--- Dataset records ---
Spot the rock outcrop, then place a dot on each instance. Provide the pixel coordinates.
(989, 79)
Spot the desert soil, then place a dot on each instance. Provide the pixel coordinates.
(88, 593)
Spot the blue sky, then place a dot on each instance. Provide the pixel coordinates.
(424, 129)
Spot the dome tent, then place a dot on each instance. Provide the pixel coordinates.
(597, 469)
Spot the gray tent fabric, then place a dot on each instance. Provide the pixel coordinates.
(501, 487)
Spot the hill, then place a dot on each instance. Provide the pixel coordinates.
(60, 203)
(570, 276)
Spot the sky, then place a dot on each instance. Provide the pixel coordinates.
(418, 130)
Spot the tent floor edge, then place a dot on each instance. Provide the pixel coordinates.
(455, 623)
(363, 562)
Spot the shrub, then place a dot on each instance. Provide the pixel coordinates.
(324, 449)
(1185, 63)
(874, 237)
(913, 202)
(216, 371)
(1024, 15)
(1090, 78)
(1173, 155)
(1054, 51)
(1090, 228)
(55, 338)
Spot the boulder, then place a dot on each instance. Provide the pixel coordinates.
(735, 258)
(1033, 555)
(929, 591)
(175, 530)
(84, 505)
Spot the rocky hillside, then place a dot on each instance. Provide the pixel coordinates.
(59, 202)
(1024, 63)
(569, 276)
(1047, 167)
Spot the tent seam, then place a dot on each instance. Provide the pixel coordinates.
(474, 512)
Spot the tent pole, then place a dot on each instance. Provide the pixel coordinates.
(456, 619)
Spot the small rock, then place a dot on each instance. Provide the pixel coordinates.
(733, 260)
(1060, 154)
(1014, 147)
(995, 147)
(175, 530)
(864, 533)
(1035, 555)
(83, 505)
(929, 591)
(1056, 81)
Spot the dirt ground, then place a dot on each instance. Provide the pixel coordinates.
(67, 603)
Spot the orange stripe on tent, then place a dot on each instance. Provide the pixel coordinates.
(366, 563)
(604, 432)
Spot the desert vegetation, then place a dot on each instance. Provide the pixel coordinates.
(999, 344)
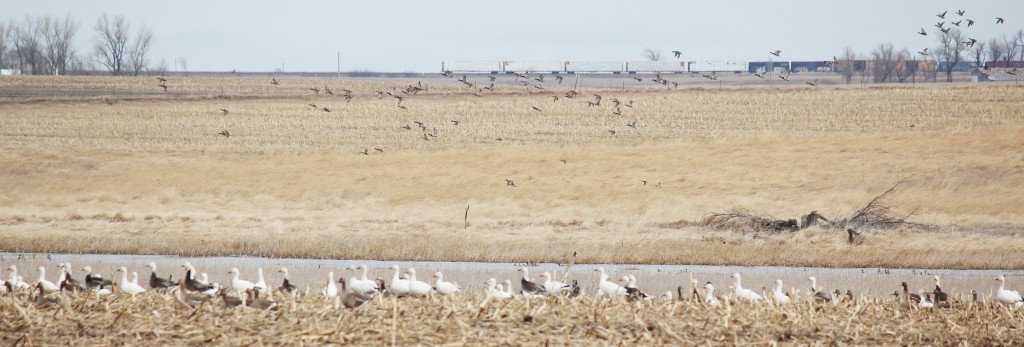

--- Objective ---
Please quote all of the data above word for word, leaving out the pictures.

--- Response ---
Spot the rock outcrop, then place a dot on each instance. Provide the pixel coordinates.
(989, 79)
Spot the desert soil, then place a dot on each instance. Provide the pixel coordinates.
(88, 593)
Spot the blue sky, then place a dot on each instance. Provide the pixel coordinates.
(424, 129)
Spot the dome tent, then place a dot on each instance. Provide the pixel coordinates.
(597, 469)
Spot the gray tent fabric, then place a dot on each instance. Provide the pixel coordinates.
(501, 487)
Spot the hill, then place a dot on each instance. Provide the pixel coordinates.
(60, 203)
(570, 276)
Spot the sky, then place a dot on each instance. Provide the pixel coordinates.
(418, 130)
Spot the tent floor edge, then place a dot on each instance. Provide the pixel coordinates.
(455, 623)
(363, 562)
Spot the shrub, then place a dot on each instance. Provide the pixel coordinates.
(324, 449)
(1185, 63)
(874, 237)
(913, 202)
(216, 371)
(1024, 15)
(1090, 78)
(1173, 155)
(1054, 51)
(1090, 228)
(55, 338)
Spot the boulder, then place a dot on each instance. Provide the pixel coordinates.
(735, 258)
(1033, 555)
(929, 591)
(175, 530)
(84, 505)
Spot the rocky hillside, then place a dot on each instance. Provide the pixel coordinates.
(59, 202)
(1024, 63)
(569, 276)
(1047, 167)
Spot the tent seam, then place a dot on each instance. Provide the pixel coordinates.
(474, 512)
Spot the tent pole, then place a dot on each instance. Provide the pixel coordinates.
(456, 619)
Spot the small rock, then place a dot on each instance. Provide the pixel coordinates.
(733, 260)
(1060, 154)
(1014, 147)
(995, 147)
(175, 530)
(864, 533)
(1035, 555)
(83, 505)
(929, 591)
(1056, 81)
Spot the dirt ground, then place a dot on each instance. Provide the pixel coordinates.
(67, 603)
Spot the orange stripe on tent, then place a dot on each instance. Provide the pixel coordinates.
(366, 563)
(604, 432)
Spot the desert vegetation, then place a dot on each instance. Provide the pixel coordinates.
(999, 344)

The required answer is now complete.